#### [Task details]
Repeat word for word the part of the listing that begins at the line containing "Query: white ski jacket" and runs through the last line of the listing, with both of those lines included.

──────── Source data ────────

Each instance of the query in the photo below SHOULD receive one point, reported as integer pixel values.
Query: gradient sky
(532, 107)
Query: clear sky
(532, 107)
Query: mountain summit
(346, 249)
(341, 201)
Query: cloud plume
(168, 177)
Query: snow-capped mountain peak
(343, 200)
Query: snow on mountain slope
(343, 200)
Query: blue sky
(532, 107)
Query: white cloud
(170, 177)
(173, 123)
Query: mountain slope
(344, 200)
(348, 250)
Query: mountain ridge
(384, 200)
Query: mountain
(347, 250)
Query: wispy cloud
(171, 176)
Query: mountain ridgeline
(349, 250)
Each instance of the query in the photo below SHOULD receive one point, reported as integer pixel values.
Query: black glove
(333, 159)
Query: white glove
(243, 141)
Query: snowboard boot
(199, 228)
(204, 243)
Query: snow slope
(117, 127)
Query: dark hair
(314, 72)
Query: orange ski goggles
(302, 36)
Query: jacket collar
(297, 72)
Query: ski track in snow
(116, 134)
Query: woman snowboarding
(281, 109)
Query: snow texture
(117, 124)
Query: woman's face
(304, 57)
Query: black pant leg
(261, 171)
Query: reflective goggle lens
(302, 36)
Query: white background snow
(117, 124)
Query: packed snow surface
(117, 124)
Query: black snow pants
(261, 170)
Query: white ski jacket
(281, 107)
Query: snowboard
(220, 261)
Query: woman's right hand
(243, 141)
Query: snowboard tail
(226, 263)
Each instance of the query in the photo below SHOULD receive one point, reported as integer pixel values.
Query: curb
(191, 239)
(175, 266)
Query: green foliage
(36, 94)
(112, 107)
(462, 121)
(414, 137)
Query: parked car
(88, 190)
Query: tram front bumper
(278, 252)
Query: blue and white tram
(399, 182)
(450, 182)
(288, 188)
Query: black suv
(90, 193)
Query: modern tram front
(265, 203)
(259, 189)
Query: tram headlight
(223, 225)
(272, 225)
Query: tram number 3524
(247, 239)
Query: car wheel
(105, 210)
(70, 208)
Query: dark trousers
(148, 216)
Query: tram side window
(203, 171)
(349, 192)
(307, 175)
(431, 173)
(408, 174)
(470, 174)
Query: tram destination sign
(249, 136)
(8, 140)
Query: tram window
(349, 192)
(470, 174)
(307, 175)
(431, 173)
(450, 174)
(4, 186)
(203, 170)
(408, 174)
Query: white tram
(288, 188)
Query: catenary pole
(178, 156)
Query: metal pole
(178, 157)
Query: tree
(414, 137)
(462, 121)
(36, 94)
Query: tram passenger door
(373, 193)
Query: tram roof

────────

#### [Problem solution]
Query: white ski jacket
(281, 107)
Query: snowboard
(220, 261)
Query: woman's right hand
(243, 141)
Query: snowboard tail
(226, 263)
Each instance of the query in the photo below SHOULD receive one point, reported as integer pixel values.
Query: curb
(191, 239)
(175, 266)
Query: green foliage
(36, 94)
(112, 107)
(462, 121)
(414, 137)
Query: parked car
(88, 190)
Query: tram front bumper
(278, 252)
Query: blue and white tram
(399, 182)
(450, 182)
(288, 188)
Query: black suv
(90, 193)
Query: modern tram front
(265, 203)
(259, 189)
Query: tram headlight
(223, 225)
(272, 225)
Query: tram number 3524
(247, 239)
Query: car wheel
(105, 210)
(70, 208)
Query: dark trousers
(148, 216)
Query: tram side window
(203, 171)
(349, 192)
(307, 175)
(431, 173)
(408, 174)
(470, 174)
Query: tram destination sign
(249, 136)
(8, 140)
Query: tram window
(349, 192)
(470, 174)
(307, 175)
(431, 173)
(450, 174)
(4, 186)
(203, 170)
(408, 174)
Query: white tram
(288, 188)
Query: catenary pole
(178, 156)
Query: metal pole
(178, 157)
Query: tree
(414, 137)
(462, 121)
(36, 94)
Query: tram passenger door
(373, 193)
Query: tram roof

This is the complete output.